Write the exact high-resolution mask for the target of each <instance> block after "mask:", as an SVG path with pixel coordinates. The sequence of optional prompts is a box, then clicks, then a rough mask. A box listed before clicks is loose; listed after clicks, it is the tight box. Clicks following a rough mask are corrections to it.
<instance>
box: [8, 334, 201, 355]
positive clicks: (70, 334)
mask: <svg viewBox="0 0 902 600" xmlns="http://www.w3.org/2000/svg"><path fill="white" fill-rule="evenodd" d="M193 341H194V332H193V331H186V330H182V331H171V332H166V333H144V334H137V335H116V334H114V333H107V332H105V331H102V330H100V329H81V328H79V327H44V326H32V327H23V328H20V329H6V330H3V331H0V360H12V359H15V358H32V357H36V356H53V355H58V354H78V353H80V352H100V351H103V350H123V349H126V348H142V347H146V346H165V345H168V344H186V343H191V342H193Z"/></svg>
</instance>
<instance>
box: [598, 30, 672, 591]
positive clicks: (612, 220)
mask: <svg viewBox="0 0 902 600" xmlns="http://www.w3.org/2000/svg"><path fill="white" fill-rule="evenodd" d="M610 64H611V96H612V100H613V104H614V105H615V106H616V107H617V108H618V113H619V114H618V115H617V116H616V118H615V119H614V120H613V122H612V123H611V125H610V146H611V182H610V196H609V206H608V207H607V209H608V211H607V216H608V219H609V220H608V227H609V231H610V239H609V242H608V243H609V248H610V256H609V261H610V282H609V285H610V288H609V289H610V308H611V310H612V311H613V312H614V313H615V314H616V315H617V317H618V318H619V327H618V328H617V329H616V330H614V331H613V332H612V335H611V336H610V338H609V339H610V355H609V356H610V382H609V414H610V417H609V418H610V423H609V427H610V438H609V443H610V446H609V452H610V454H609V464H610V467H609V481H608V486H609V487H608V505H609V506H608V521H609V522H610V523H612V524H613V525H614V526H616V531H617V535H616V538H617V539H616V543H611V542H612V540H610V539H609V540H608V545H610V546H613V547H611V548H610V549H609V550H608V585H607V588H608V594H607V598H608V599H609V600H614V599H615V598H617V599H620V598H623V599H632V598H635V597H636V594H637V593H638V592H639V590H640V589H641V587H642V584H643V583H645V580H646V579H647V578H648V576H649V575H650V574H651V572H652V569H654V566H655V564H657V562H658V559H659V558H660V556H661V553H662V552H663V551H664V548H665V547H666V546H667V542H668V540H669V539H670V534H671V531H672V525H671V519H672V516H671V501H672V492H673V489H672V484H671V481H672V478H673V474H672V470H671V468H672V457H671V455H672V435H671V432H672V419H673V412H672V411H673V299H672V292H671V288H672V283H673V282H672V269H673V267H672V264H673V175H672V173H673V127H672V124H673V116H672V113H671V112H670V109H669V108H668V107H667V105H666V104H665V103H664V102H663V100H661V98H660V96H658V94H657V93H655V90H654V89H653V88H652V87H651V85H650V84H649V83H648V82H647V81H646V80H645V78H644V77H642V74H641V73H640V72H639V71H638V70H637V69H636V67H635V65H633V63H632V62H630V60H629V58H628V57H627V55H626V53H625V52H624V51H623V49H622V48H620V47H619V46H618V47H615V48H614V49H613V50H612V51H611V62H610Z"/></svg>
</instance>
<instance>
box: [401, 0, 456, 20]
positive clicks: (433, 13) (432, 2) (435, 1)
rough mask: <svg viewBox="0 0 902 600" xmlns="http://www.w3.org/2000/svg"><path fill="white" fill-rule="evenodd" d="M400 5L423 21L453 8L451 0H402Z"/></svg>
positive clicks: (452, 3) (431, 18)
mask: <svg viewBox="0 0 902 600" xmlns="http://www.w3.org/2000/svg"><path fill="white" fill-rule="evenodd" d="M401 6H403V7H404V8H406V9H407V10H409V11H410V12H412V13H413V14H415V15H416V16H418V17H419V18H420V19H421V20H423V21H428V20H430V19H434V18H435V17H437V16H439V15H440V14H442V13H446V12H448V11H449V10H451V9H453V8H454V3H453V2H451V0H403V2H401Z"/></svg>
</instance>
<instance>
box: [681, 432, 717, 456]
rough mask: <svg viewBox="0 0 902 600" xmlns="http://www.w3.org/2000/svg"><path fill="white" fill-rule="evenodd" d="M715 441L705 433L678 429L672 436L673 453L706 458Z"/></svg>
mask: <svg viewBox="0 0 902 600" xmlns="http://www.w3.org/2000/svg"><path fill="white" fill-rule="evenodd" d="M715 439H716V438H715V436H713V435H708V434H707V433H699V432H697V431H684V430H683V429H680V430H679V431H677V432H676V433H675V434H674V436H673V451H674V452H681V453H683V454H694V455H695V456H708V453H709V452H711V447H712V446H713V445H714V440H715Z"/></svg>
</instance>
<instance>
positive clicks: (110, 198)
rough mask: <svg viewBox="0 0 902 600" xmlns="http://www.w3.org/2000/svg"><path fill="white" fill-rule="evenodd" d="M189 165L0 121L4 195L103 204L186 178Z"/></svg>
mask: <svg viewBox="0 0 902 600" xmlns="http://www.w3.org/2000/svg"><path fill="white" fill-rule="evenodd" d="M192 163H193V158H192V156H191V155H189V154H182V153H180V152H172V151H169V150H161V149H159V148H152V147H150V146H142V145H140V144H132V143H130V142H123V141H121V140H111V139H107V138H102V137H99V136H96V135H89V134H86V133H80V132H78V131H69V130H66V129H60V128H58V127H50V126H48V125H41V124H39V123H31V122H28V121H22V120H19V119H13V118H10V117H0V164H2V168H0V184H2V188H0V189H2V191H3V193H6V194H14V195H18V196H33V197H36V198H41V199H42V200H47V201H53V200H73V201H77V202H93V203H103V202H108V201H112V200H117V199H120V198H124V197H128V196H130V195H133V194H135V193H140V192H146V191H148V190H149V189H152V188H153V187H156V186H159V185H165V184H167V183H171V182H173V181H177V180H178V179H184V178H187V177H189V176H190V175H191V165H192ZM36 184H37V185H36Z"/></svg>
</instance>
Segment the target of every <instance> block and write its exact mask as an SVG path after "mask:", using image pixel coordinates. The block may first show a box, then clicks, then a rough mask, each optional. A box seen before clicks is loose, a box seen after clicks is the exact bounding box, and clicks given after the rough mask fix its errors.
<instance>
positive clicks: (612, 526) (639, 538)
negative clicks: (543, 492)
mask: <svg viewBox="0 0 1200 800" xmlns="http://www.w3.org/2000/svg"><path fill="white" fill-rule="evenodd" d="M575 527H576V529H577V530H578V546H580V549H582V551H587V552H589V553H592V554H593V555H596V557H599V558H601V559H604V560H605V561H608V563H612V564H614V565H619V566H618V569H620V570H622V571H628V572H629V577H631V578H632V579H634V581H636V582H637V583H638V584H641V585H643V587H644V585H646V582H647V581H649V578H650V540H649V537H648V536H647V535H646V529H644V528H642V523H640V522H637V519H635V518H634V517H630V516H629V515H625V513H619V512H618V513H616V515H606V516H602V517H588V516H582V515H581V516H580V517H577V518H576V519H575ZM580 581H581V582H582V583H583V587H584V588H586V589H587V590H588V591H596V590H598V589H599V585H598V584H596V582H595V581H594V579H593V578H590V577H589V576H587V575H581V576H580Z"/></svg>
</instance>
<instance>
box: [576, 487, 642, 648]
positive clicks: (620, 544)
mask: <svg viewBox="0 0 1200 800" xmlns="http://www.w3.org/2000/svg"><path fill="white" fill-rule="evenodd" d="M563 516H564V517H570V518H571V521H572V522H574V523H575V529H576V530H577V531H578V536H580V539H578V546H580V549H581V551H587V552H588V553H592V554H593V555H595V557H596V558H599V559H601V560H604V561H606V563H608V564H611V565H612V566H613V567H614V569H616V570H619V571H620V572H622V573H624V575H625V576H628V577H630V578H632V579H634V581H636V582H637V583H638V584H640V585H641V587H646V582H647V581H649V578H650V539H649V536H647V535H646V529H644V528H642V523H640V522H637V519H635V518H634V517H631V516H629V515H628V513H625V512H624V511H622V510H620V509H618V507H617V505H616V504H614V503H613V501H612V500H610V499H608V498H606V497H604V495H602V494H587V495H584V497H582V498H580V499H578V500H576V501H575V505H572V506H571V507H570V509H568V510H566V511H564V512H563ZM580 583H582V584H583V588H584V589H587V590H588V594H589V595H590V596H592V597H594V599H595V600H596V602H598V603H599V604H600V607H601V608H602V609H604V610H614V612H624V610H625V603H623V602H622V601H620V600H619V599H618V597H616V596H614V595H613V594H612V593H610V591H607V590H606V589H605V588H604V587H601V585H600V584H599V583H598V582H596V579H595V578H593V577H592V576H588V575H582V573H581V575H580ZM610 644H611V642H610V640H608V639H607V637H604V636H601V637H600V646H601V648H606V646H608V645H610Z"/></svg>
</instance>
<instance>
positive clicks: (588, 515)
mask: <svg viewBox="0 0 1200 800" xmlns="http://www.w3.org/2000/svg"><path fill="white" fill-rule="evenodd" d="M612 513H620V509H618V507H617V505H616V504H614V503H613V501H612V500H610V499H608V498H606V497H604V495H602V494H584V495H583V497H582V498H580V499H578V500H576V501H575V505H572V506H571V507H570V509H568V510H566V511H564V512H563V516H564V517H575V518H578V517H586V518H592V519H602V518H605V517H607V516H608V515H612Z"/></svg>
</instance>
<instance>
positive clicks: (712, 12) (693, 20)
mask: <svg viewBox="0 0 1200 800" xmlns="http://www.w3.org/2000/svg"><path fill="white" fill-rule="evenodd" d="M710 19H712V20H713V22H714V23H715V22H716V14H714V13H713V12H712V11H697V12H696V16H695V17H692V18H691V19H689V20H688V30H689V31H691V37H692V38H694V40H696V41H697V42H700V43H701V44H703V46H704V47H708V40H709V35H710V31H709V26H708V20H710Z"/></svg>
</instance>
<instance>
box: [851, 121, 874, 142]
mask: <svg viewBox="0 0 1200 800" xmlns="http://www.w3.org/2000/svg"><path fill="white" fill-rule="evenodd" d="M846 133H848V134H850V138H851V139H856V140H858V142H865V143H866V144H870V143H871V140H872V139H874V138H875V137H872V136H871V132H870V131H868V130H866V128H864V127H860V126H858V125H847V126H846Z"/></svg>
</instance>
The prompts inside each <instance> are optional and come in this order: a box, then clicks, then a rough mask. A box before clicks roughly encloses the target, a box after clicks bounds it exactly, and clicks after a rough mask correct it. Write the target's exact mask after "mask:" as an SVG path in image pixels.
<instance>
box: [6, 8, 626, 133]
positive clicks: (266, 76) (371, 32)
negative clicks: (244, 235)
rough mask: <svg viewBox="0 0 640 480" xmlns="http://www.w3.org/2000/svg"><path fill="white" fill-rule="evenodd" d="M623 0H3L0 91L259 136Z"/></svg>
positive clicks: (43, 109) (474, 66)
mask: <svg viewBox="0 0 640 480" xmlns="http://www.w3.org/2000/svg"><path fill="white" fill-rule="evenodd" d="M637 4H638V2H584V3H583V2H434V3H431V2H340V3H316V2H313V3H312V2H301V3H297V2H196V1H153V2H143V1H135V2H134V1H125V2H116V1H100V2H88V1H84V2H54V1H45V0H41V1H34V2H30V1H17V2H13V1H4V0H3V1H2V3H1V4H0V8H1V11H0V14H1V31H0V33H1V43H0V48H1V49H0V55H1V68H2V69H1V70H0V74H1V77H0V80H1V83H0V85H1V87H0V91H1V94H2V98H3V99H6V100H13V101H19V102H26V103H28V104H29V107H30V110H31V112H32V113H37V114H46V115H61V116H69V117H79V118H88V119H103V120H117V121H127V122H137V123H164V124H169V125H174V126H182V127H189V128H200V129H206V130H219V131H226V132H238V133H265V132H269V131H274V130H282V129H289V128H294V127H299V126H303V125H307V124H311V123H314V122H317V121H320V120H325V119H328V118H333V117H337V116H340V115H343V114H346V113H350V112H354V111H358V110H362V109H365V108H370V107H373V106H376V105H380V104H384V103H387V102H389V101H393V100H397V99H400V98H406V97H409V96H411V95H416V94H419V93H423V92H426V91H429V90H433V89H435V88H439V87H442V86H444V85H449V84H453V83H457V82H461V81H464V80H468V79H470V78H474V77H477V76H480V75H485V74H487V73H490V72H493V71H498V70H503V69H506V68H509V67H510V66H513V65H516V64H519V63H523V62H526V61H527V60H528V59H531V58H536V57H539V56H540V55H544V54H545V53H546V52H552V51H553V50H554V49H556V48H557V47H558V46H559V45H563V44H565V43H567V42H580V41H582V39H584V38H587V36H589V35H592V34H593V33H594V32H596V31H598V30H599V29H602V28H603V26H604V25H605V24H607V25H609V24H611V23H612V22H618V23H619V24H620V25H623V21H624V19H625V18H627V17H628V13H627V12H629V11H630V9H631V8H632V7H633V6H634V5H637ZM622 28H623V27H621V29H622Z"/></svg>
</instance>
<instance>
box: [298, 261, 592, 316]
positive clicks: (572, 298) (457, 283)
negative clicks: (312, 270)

• What you are asked to do: Only the lines from the one containing "box: [298, 261, 592, 316]" through the final line of the material should be printed, each word for word. Both of those lines count.

• Task result:
box: [298, 261, 592, 316]
positive clicks: (572, 298) (457, 283)
negative clicks: (312, 270)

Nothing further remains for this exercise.